*** DATASET EXTRACT

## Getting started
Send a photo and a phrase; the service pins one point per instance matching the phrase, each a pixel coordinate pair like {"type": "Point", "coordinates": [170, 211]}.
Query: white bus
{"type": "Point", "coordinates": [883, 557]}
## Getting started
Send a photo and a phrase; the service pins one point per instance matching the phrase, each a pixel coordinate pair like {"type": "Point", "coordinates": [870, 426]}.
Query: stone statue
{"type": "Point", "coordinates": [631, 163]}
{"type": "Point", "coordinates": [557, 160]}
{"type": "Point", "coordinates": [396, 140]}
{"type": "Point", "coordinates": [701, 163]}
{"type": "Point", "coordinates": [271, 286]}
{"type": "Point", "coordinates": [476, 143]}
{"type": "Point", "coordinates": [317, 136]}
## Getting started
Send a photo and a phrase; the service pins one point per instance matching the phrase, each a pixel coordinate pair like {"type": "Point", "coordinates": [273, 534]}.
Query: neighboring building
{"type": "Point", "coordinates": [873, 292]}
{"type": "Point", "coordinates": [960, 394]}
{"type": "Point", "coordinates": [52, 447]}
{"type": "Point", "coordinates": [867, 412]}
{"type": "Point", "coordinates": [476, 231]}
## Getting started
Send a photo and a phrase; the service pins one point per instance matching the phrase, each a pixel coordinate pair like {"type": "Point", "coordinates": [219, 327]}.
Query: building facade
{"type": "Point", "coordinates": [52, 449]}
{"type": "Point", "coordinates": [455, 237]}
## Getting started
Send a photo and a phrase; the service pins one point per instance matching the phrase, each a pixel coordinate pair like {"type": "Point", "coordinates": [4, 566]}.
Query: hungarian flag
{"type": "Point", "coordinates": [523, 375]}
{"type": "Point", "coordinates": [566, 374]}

******
*** DATASET EXTRACT

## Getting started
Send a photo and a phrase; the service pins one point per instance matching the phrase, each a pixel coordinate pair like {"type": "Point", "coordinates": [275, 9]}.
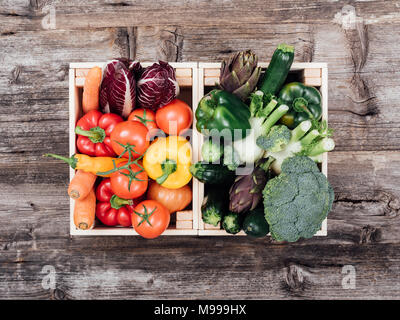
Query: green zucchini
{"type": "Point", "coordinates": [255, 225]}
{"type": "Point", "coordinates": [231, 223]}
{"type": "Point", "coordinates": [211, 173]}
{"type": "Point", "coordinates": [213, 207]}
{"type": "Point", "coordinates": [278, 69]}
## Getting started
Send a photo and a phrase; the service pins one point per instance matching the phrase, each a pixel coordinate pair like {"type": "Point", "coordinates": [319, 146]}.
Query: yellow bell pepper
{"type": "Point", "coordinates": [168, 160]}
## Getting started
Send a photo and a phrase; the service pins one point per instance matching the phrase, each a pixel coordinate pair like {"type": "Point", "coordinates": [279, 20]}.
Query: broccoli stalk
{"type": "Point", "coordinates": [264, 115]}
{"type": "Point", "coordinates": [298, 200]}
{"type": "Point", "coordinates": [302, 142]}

******
*** DATASET EXTRACT

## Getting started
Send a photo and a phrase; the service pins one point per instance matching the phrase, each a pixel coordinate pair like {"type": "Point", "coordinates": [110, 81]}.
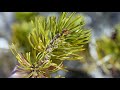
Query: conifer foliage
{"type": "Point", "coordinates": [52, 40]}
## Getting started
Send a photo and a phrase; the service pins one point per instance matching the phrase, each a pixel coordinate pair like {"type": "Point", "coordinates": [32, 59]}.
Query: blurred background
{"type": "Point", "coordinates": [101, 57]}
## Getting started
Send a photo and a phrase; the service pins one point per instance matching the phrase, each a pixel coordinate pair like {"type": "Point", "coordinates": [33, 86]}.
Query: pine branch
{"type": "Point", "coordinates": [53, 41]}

******

◆ **PROBLEM REQUIREMENTS**: Count the lines in the items above that contain the string "Query", treating uppercase and lowercase as different. Give only the number.

◆ **WRITTEN RESPONSE**: 11